(Stored dataset items)
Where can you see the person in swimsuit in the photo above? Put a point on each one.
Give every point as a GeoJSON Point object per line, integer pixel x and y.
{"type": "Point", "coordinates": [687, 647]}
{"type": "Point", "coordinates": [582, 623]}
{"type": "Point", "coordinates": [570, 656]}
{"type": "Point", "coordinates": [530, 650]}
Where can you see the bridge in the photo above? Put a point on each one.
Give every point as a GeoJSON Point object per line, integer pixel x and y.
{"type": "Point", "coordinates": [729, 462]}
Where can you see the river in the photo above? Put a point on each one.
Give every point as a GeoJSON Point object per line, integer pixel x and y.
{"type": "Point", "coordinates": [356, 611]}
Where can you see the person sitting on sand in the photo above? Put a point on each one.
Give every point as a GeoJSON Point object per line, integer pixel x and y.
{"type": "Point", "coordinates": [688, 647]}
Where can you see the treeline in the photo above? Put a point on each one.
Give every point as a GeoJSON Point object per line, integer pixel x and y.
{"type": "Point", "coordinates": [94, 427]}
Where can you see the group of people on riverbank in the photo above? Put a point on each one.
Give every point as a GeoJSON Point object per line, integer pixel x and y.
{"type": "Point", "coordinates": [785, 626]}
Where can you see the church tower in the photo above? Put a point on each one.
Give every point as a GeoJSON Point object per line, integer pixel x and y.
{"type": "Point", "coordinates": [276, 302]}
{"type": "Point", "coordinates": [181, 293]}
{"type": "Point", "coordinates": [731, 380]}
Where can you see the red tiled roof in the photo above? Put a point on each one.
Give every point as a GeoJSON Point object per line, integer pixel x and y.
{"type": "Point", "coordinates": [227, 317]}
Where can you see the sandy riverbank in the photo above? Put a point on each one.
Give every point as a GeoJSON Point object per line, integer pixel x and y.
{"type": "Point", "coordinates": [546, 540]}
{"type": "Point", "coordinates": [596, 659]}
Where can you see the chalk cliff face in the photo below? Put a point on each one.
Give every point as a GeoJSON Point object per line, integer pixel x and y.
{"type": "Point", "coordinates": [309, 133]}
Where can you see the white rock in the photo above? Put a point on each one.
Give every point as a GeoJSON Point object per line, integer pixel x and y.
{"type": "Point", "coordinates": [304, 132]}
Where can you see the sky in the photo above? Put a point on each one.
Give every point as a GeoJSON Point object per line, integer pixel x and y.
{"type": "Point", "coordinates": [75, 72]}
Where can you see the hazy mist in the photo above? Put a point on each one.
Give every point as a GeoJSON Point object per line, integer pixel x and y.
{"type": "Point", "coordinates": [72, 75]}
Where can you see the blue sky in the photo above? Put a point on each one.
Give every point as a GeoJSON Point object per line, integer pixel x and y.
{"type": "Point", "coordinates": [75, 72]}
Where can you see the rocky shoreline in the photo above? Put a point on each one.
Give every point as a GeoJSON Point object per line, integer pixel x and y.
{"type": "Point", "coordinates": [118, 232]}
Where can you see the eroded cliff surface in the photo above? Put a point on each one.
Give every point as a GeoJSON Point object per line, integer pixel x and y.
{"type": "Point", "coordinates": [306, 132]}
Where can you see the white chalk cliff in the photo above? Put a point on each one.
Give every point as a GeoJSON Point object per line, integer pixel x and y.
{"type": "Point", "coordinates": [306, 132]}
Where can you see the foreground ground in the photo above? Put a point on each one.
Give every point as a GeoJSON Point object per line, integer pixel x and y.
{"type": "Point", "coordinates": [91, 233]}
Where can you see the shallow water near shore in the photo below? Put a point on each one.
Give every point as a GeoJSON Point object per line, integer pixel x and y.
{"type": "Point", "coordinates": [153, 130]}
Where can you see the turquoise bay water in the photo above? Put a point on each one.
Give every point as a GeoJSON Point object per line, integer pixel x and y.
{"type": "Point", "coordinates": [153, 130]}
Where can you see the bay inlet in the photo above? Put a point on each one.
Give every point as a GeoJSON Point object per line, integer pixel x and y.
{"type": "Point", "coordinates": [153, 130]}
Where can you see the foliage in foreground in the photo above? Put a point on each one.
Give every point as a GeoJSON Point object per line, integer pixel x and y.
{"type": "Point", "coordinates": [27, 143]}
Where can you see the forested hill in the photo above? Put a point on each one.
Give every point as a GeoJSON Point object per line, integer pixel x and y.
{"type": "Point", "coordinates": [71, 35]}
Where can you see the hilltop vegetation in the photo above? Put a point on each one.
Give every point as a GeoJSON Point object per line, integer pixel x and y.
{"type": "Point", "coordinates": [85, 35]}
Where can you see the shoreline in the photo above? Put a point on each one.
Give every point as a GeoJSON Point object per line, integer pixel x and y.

Job> Put every line of the entries above into a numbered list, omitting any blank lines.

Complete output>
1. Where can you see the person in swimsuit in the photo above? Put a point on each one.
2. Give every point as a GeoJSON Point object per line, integer pixel x and y.
3. {"type": "Point", "coordinates": [687, 647]}
4. {"type": "Point", "coordinates": [582, 623]}
5. {"type": "Point", "coordinates": [570, 656]}
6. {"type": "Point", "coordinates": [530, 650]}
7. Where can you see the bridge in the photo above? Put a point on each one.
8. Give every point as a GeoJSON Point object per line, integer pixel x and y.
9. {"type": "Point", "coordinates": [729, 462]}
10. Where can you see the river in the photo above? Put a point on each one.
11. Give every point as a GeoJSON Point object per line, integer pixel x and y.
12. {"type": "Point", "coordinates": [356, 611]}
13. Where can you see the person sitting on sand in the photo above? Put a point on each one.
14. Give every point as a GeoJSON Point object per line, integer pixel x and y.
15. {"type": "Point", "coordinates": [688, 647]}
16. Where can you see the treeline in the photo above? Put a point on each one.
17. Give every point as a GeoJSON Point object per line, integer pixel x and y.
18. {"type": "Point", "coordinates": [94, 427]}
19. Where can you see the group of people on riverbank in the photo above? Put a point on each one.
20. Give every point as a GeoJSON Point object per line, integer pixel x and y.
21. {"type": "Point", "coordinates": [785, 626]}
22. Where can you see the church tower in the photo above? Put a point on each one.
23. Give every point as a GeoJSON Point object per line, integer pixel x and y.
24. {"type": "Point", "coordinates": [276, 302]}
25. {"type": "Point", "coordinates": [181, 293]}
26. {"type": "Point", "coordinates": [731, 380]}
27. Where can you see the red tiled roof in the photo above? Put a point on each one.
28. Give every point as a GeoJSON Point object per line, integer pixel x and y.
29. {"type": "Point", "coordinates": [227, 317]}
30. Where can you see the sandy riverbank in the photo above? Put a point on each one.
31. Give every point as a GeoJSON Point object per line, integer pixel x and y.
32. {"type": "Point", "coordinates": [546, 540]}
33. {"type": "Point", "coordinates": [596, 659]}
34. Where can you see the chalk cliff face in the photo below? Put a point on each one.
35. Give every point as a GeoJSON Point object per line, integer pixel x and y.
36. {"type": "Point", "coordinates": [309, 133]}
37. Where can you see the white rock in the photo above? Put a point on each one.
38. Give every point as a GeoJSON Point object per line, integer pixel x and y.
39. {"type": "Point", "coordinates": [304, 132]}
40. Where can you see the sky in the photo above? Put a point on each one.
41. Give every point as a GeoJSON Point object per line, integer pixel x and y.
42. {"type": "Point", "coordinates": [75, 72]}
43. Where can you see the hazy mist in the photo above? Put a point on each one.
44. Give every point as a GeoJSON Point object per line, integer pixel x and y.
45. {"type": "Point", "coordinates": [72, 75]}
46. Where can you see the blue sky in the photo above? Put a point on each one.
47. Give every point as a GeoJSON Point object per line, integer pixel x and y.
48. {"type": "Point", "coordinates": [75, 72]}
49. Where can you see the rocky shoreline in the photo above? Put a point on each one.
50. Give every point as a GeoJSON Point object per line, integer pixel x and y.
51. {"type": "Point", "coordinates": [118, 232]}
52. Where can you see the eroded cliff surface in the photo above? Put a point on each one.
53. Give every point as a GeoJSON Point object per line, integer pixel x and y.
54. {"type": "Point", "coordinates": [306, 132]}
55. Where can you see the white chalk cliff in the photo above? Put a point on each one.
56. Give every point as a GeoJSON Point object per line, integer pixel x and y.
57. {"type": "Point", "coordinates": [306, 132]}
58. Where can you see the foreground ground in the photo above? Put a point on each one.
59. Give every point as a GeoJSON Point object per line, integer pixel x and y.
60. {"type": "Point", "coordinates": [91, 233]}
61. Where can you see the shallow water near shore in the photo below? Put a point on each one.
62. Give every point as a GeoJSON Point object per line, integer pixel x and y.
63. {"type": "Point", "coordinates": [153, 130]}
64. Where can you see the turquoise bay water in the photo above? Put a point on each one.
65. Give every point as a GeoJSON Point object per line, integer pixel x and y.
66. {"type": "Point", "coordinates": [153, 130]}
67. Where can you see the bay inlet in the photo above? Put a point on each one.
68. Give every point as a GeoJSON Point object per line, integer pixel x and y.
69. {"type": "Point", "coordinates": [153, 130]}
70. Where can you see the foliage in foreground in the photo above? Put a point on each one.
71. Give every point as a GeoJSON Point object per line, integer pixel x and y.
72. {"type": "Point", "coordinates": [27, 143]}
73. Where can you see the forested hill in the photo above? Put a point on each one.
74. Give every point as a GeoJSON Point object per line, integer pixel x and y.
75. {"type": "Point", "coordinates": [71, 35]}
76. Where can you see the hilltop vegetation in the photo above? Put a point on each one.
77. Give every point as a GeoJSON Point object per line, integer pixel x and y.
78. {"type": "Point", "coordinates": [85, 35]}
79. Where can you see the shoreline in the photo above? Put a point on each one.
80. Give every point as a GeoJSON Point object per line, integer pixel x and y.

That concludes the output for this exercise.